→ **ФРАГМЕНТ ТЕКСТА**:

▼▼▼

Я очень люблю мой Ленинград. Люблю за то, что родился в доме на улице Зодчего Росси. За то, что мой город необычайно красив. За то, что архитектура его подобна музыкальным аккордам, что в Ленинград приходят белые ночи. За то, что на Неве стоит «Аврора», с которой был дан первый залп по Зимнему дворцу, возвестивший миру о начале повой эры — эры Справедливости, Братства и Счастья честных людей Земли. Люблю за то, что по улицам города ходил Ленин!

…Город не спит.

По набережной, обняв друг друга за плечи, идут студенты. Они поют веселую песню из репертуара хора имени Пятницкого. Поют хорошо — на три голоса.

Я жадно вслушиваюсь в песню и думаю о том, что, может быть, еще лучше она звучала бы в широких полях деревенского простора… Нет, песня чудесно звучит и на гранитных набережных Невы.

Вдоль деревни, от избы и до избы,

Зашагали торопливые столбы, ох! —

звонко поют девушки.

Меня охватывает необъяснимое чувство радости, гордости за свой прекрасный город, где любимая народом песня так же легко, свободно и величаво льется, как эта, воспетая поэтами, река.

«Ох, — думаю, — какая подо мной течет Нева! Будто накрытые тончайшим тюлем, замерли, как часовые, Ростральные колонны. Налево — Зимний дворец, направо — Петропавловская крепость, а с вышины, с небес, смотрит на город золотая голова Исаакия».

▲▲▲

→ **ИСХОДНЫЕ ДАННЫЕ**:

▼▼▼

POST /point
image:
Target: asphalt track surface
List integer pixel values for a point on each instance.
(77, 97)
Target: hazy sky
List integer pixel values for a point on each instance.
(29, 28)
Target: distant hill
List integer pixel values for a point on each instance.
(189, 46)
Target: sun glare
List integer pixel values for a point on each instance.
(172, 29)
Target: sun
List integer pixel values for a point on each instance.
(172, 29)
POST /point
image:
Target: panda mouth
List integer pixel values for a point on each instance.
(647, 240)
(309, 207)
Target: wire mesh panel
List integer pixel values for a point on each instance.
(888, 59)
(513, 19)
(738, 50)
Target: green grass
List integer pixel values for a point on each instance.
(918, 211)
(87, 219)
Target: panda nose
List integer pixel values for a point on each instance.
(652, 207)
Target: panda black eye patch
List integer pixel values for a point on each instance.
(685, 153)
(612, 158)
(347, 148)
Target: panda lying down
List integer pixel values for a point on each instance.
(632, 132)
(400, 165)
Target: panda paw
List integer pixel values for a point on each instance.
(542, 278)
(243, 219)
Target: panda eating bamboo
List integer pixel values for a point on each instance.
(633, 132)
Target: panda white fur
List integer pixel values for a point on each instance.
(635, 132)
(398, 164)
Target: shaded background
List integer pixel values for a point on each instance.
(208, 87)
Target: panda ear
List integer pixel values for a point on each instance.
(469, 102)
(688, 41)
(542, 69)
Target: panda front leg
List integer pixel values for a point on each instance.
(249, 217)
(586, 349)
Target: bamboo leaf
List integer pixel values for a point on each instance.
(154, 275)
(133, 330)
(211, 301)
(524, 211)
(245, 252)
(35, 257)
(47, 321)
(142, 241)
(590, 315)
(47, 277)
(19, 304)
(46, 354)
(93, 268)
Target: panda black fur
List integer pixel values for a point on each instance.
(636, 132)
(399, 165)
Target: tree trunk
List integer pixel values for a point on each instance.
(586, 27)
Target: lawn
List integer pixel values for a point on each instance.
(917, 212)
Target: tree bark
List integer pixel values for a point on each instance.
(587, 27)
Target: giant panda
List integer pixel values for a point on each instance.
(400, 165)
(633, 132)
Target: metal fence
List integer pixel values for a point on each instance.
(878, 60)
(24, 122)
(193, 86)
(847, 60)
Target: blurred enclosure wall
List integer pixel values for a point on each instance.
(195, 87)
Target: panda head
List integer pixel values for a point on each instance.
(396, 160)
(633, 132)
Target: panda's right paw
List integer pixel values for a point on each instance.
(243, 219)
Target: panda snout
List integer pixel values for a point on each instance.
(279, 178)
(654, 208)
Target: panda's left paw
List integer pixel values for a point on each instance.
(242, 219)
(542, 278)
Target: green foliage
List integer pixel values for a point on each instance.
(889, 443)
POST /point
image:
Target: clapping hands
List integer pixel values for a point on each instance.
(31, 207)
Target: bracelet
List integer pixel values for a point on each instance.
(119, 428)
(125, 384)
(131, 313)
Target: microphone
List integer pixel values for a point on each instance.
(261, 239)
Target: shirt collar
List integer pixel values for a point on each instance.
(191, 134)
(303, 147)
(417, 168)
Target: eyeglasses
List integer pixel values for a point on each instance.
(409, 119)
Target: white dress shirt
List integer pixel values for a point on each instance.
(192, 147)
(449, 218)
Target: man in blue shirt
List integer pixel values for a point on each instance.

▲▲▲

→ **ВОПРОСЫ К ТЕКСТУ**:
A) Переведите на английский это предложение из фрагмента о Ленинграде: «По набережной, обняв друг друга за плечи, идут студенты».
B) Напишите, что идет дальше во фрагменте о Ленинграде, начиная сразу после его последнего предложения.

→ **ОТВЕТЫ ПО ПОРЯДКУ**:
A) Students walk along the embankment with their arms around each other's shoulders.

B)
Поворачиваюсь в другую сторону — вижу решетку Летнего сада.

«Не о них ли, — думаю, — писал Пушкин:

Твоих оград узор чугунный,

Твоих задумчивых ночей

Прозрачный сумрак, блеск безлунный,

Когда я в комнате моей

Пишу, читаю без лампады,

И ясны спящие громады

Пустынных улиц, и светла

Адмиралтейская игла…»

Взволнованный стихами Пушкина, красотою своего любимого города, белой ночью и тем, что буду играть Горького, думаю о том, что, может быть, это волнение и можно назвать «расположением души к живому восприятию впечатлений» — вдохновением?

Взволнованный прихожу домой, распахиваю окно, кладу на стол лист бумаги, беру перо. Смотрю в окно и пишу:

Это — не ночь!

Эти два слова сейчас для меня кажутся самыми важными.

Подумал — написал еще два слова:

Это — не день!

И — дальше:

Солнце? Нет.

Луна? Нет.

Как ярко светит,

Как зябко мне.

И словно во сне —

Я иду? Нет.

Я плыву? Да.

Хорошо б всегда.

Какие же сны!

Не узнать луны!

В летнюю ночь она —

В белую ночь луна —

Ласки нежной полна:

Ты тоже в него влюблена!

Город, красавец мой,

Сегодня и ты молодой!

Сегодня Нева под луной

Блестит золотой волной!

Нет!

Не сегодня!

Всегда!

Я отлично понимаю, что это «стихотворение» можно читать только из уважения к труду артиста. Но сколько оно мне принесло радости! Мелькнули даже честолюбивые мысли: «А не прочитать ли: его товарищам? Может, в стенгазету?»

Стучу соседке в комнату и взволнованно шепчу:

— Елена Викторовна! Идите сюда, скорее!

— Что случилось? — спрашивает она.

И я читаю ей первое свое творение.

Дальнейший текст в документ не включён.